*RECORDED DATA*.
==========
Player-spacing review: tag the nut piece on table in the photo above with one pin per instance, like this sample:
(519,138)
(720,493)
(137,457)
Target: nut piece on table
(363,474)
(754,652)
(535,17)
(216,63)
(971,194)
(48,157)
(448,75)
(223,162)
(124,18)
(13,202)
==========
*EXERCISE AIM*. Give back the whole listing above, identical in every line.

*ANSWER SECTION*.
Player-spacing review: tag the nut piece on table in the photo above with one pin per instance, like this sample:
(519,138)
(720,493)
(137,457)
Target: nut piece on table
(363,474)
(754,652)
(535,17)
(216,63)
(971,194)
(48,157)
(448,75)
(223,162)
(124,18)
(13,202)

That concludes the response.